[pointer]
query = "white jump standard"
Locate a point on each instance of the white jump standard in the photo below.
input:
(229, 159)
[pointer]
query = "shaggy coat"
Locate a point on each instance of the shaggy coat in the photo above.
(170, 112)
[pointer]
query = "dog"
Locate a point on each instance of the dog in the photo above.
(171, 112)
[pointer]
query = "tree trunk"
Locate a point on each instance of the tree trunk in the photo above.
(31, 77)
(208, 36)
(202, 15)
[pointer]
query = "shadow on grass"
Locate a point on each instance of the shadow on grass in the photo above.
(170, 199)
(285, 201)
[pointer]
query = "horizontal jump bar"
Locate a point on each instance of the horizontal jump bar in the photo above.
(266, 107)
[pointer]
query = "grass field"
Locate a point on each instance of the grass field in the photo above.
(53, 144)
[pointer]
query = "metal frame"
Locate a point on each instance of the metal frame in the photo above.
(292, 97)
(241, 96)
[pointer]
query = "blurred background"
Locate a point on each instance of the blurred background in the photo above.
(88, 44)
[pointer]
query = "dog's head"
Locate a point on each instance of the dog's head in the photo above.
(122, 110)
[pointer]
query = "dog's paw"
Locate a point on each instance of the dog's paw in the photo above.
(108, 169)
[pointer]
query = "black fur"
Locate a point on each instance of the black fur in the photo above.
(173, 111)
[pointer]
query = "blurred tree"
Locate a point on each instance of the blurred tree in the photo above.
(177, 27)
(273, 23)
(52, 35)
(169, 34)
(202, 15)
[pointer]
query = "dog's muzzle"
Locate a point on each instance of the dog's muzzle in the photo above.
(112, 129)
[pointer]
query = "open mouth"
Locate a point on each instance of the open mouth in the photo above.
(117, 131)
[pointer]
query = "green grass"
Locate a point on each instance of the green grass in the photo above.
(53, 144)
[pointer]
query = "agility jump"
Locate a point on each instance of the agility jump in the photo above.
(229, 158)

Assignment: Give the material above again, word for word.

Result of this task:
[pointer]
query = "white jump standard"
Locate a point on each instance of the white jump standard in the photo below.
input:
(229, 159)
[pointer]
query = "shaggy coat"
Locate a point on each instance of the shaggy coat in the photo above.
(170, 112)
[pointer]
query = "dog"
Locate a point on each instance of the dog in the photo above.
(171, 112)
[pointer]
query = "tree trunk"
Locate a point on each instance of the tree trunk in the photo above.
(31, 77)
(208, 36)
(202, 15)
[pointer]
query = "shadow on grass"
Locate a point on each instance of the shadow on grass in the photo above.
(170, 199)
(285, 201)
[pointer]
query = "horizontal jump bar"
Locate a point on each instance of the horizontal jump bar in the photo above.
(266, 107)
[pointer]
query = "grass field"
Locate a point on each instance of the grass field in the photo above.
(53, 144)
[pointer]
query = "metal frame"
Locate a point on each instance of the metal frame in the photo above.
(292, 97)
(241, 96)
[pointer]
query = "blurred background"
Locate a point on each instance of the blurred background in the photo above.
(88, 44)
[pointer]
query = "dog's head"
Locate a point on each instance of the dog's head in the photo above.
(122, 110)
[pointer]
query = "dog's paw"
Locate a point on each instance of the dog's paw in the photo above.
(108, 169)
[pointer]
query = "black fur"
Locate a point on each instance of the black fur in the photo above.
(173, 111)
[pointer]
query = "blurred tree"
Locate a point on each instance of the blurred tree in the photo above.
(177, 27)
(273, 23)
(52, 35)
(169, 34)
(202, 15)
[pointer]
query = "dog's muzzle"
Locate a point on each instance of the dog's muzzle in the photo above.
(112, 129)
[pointer]
query = "open mouth"
Locate a point on each instance of the open mouth in the photo above.
(117, 131)
[pointer]
query = "green grass"
Locate a point on each instance of the green grass in the photo above.
(53, 144)
[pointer]
query = "agility jump"
Locate a point on each instance of the agility jump in the photo above.
(229, 158)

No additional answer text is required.